***** Entries provided *****

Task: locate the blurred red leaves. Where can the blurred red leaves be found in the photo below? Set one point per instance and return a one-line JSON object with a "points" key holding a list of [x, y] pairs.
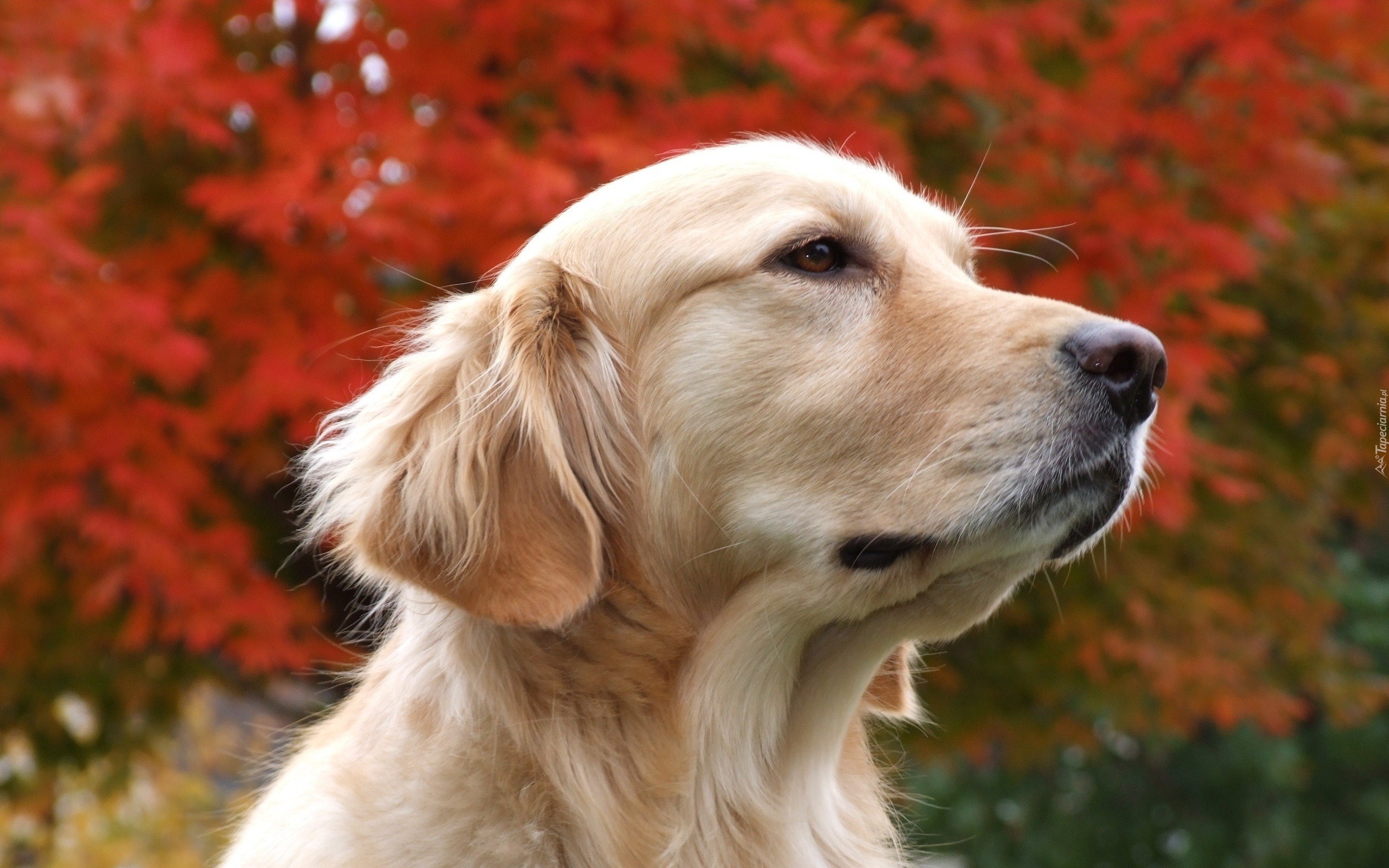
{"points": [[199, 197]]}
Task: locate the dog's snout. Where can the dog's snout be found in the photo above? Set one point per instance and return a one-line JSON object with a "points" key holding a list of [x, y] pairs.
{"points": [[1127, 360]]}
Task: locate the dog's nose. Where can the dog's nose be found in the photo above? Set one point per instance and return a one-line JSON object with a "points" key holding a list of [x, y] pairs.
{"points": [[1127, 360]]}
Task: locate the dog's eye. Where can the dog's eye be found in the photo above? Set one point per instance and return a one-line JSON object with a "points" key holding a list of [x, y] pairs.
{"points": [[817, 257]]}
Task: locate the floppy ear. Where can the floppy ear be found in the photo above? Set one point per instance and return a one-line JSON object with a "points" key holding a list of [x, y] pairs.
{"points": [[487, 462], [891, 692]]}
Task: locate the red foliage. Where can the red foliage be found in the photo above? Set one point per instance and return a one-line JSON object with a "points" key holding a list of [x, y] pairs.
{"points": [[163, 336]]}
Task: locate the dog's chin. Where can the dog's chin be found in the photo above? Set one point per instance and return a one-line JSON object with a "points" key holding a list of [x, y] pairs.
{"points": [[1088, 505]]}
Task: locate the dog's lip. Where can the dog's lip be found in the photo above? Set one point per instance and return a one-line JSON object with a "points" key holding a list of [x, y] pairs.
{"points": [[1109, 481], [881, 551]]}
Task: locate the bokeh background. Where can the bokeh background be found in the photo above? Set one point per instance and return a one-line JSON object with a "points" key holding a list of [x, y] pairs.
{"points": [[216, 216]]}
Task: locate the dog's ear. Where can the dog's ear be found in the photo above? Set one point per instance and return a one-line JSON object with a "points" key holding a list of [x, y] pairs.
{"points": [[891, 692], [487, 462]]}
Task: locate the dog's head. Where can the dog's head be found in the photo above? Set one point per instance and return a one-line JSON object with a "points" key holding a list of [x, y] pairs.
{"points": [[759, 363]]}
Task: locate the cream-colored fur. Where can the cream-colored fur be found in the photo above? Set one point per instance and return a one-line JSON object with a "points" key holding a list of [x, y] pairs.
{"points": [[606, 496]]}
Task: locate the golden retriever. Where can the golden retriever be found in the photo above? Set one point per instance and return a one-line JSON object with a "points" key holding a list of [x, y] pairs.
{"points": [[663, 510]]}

*****

» **Stated problem**: Transcribe the full listing character for character. Pictures are excluded.

» **Solution for this exercise**:
Task: locate the blurred red leaves. Where can the blurred red leaves be found in the photo below? Set one point per instance and return a one-line JSON object with a "points" key holding a list of [x, y] pairs.
{"points": [[199, 197]]}
Task: locate the dog's snout. Where can the dog's snout be found in the photo above? Set one point per instance and return a one-line JSON object with a "points" key holding a list of [x, y] pairs.
{"points": [[1127, 360]]}
Task: locate the dog's nose. Where can the dog's nose be found in the photo above? Set one point per instance and return a one-line JSON object with a "points" key holding a list of [x, y] pairs.
{"points": [[1127, 360]]}
Task: locate the dog's eye. Where can the dog's eye be found in the photo above? Set one point per instance and return a one-line JSON object with a "points" key holding a list of [x, y] pairs.
{"points": [[817, 257]]}
Task: locate the floppy ear. Where can the floppy ear be found in the photo above? Set one point per instance and return a one-line JSON object with a "points" key holding a list of [x, y] pairs.
{"points": [[487, 462], [891, 692]]}
Task: locate the red foliage. Where can the red foliage be found in the photo above? Set one point per instance and return a one-line JSON object with a "points" key holding a list of [x, y] pairs.
{"points": [[163, 336]]}
Task: locate the dog's chin. Where can the dog's chin be found in the photo above? Set one point per instance and return a one-line JSON object with a "points" key holding a list of [x, y] pairs.
{"points": [[1088, 505]]}
Task: locate the dog's lip. Where can the dog's lip be found in the photo above? Set one point per instance and return a one-line JSON object with a "points" key holding a list of [x, y] pairs.
{"points": [[1109, 481], [881, 551]]}
Task: locate the bokeh background. Where can the bokeh background be found in the photo above? Set one point per instance and return a one-line JSON object with a "points" key holding a list of [x, y] pairs.
{"points": [[216, 216]]}
Task: locate the dog's ear. Where can the dog's ear be found in the photo above? Set one point per instance and return a one-line JSON object with a "points" key holding a list of [x, y] pairs.
{"points": [[891, 692], [487, 462]]}
Task: locate the dog's head. Where can the dog's head be found in the photo above? Set one point per instance and return a one-line JSON object with a "points" key holding a list of [x, y] pairs.
{"points": [[759, 363]]}
Task: locate the cream-colored fur. Where can the cream-colored fur be found in the photo above? Set one point per instance and return a one-line JSON object with a "points" key holding a list of [x, y] pairs.
{"points": [[606, 496]]}
Task: locate the golden retriever. Where can the golden retriever be found in the photo above? Set one point per instance and return a one-line JSON object with a "points" key holding a list of [x, y] pairs.
{"points": [[663, 510]]}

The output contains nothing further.